* start Input rows *
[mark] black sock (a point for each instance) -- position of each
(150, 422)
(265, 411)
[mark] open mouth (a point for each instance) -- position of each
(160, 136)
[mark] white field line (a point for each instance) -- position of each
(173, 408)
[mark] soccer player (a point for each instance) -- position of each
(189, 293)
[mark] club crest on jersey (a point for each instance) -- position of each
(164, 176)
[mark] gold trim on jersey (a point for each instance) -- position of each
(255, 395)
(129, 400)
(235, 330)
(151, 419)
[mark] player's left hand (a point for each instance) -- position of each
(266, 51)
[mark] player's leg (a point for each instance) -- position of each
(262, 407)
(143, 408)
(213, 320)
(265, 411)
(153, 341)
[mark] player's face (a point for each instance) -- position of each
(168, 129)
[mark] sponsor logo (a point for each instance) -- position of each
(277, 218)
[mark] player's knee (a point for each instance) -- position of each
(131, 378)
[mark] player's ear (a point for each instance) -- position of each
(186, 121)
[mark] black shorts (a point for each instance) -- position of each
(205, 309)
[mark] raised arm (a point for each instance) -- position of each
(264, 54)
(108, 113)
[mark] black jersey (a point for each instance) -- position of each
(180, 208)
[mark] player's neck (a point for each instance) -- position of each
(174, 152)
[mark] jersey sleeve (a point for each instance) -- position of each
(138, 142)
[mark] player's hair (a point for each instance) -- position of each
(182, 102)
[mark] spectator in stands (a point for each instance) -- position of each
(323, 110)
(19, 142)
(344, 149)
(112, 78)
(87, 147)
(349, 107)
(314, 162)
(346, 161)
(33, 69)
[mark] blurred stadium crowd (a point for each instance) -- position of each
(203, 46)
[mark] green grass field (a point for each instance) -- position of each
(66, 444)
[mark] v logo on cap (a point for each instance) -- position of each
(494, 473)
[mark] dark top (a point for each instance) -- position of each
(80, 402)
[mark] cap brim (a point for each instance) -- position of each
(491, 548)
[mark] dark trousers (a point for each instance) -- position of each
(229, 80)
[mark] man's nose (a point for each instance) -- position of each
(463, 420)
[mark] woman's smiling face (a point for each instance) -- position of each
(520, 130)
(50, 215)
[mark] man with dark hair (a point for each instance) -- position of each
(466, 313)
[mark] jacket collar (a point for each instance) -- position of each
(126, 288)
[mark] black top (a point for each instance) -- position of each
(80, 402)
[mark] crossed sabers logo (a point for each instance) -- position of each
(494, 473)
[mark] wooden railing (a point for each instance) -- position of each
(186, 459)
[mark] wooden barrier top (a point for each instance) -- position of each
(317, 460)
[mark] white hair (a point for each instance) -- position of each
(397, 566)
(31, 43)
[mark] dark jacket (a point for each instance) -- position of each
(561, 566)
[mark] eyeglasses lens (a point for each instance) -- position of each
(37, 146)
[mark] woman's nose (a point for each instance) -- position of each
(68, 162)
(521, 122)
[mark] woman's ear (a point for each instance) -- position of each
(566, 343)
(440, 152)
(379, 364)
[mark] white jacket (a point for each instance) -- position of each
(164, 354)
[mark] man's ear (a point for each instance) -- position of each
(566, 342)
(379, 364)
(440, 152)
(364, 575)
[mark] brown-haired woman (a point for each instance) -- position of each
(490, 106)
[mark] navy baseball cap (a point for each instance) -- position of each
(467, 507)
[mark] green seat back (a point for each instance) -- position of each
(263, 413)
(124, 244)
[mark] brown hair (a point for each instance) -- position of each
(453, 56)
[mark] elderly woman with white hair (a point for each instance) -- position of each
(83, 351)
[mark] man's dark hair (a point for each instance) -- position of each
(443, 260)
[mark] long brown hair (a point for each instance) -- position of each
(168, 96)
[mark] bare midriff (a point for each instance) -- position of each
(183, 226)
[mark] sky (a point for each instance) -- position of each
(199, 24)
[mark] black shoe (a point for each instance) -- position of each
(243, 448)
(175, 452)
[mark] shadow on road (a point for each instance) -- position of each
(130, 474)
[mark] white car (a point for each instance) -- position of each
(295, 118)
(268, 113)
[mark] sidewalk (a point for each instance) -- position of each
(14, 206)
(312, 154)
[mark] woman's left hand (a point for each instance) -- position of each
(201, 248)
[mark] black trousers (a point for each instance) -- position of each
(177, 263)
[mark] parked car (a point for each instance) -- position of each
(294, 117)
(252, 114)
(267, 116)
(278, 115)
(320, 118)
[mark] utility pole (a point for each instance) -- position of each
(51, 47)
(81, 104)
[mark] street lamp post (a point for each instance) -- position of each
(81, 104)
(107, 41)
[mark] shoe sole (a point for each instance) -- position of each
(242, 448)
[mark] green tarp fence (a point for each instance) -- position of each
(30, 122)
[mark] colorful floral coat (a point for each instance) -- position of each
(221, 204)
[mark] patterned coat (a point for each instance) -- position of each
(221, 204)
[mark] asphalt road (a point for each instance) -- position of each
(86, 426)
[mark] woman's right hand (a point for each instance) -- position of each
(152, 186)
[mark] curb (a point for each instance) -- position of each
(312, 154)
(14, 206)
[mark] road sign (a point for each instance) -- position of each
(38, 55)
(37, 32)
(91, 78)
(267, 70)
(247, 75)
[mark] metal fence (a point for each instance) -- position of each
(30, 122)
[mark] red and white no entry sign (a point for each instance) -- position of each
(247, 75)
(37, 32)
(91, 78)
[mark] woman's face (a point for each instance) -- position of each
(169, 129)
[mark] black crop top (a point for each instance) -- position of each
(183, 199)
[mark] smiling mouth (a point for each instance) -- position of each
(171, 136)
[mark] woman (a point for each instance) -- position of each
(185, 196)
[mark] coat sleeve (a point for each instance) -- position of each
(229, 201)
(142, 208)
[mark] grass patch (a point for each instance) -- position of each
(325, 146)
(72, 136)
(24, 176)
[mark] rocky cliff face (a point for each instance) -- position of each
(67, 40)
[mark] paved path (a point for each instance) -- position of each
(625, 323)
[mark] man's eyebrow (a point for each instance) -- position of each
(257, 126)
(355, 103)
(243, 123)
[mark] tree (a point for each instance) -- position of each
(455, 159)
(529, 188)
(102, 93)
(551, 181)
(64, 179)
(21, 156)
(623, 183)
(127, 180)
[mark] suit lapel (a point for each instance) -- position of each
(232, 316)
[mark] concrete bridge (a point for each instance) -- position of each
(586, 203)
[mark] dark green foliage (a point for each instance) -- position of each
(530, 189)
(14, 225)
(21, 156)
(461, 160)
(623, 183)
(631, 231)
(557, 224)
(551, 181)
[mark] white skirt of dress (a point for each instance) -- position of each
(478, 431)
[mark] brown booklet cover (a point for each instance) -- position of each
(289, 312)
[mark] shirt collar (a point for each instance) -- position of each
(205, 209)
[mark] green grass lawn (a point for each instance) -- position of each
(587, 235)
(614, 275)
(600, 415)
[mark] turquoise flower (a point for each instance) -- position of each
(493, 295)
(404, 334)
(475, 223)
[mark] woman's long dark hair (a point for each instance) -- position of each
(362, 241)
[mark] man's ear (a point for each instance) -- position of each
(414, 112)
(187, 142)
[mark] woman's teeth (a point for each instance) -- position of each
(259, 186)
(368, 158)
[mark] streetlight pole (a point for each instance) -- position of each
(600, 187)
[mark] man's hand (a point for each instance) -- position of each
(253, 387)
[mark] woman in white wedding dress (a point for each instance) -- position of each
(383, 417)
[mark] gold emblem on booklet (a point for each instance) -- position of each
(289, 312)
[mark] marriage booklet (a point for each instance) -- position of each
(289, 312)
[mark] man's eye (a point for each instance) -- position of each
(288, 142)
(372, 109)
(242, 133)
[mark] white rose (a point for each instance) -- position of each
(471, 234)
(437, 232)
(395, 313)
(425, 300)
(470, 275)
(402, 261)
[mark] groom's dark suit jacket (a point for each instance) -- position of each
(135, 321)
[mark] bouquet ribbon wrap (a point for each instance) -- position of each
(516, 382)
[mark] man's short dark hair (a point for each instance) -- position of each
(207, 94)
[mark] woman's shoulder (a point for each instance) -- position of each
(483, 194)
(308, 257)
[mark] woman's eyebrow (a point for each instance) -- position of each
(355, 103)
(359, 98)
* end Input rows *
**Objective**. Copy exactly the lines from the one containing "[mark] man's hand" through the last line of the records, both included, and nothing else.

**Exercise solution**.
[mark] man's hand (a point for each instance) -- position of each
(253, 387)
[mark] woman in white wedding dress (a point for each instance) -- position of each
(383, 417)
[mark] gold emblem on booklet (a point for each instance) -- position of each
(289, 312)
[mark] marriage booklet (a point for each instance) -- position of each
(289, 312)
[mark] man's eye (a point for each instance) -- position of each
(288, 142)
(372, 109)
(242, 133)
[mark] white rose (a point for each instance) -- position of each
(471, 234)
(437, 232)
(395, 313)
(425, 300)
(470, 275)
(402, 261)
[mark] groom's dark suit jacket (a point for each instance) -- position of each
(135, 321)
[mark] bouquet ribbon wrap (a point for each instance) -- position of each
(516, 382)
[mark] man's short dark hair (a point for each instance) -- position of each
(207, 94)
[mark] woman's shoulder (a point for each instance) -- position of each
(483, 194)
(308, 257)
[mark] woman's eyebrow (a point for each instance) -- position of each
(355, 103)
(359, 98)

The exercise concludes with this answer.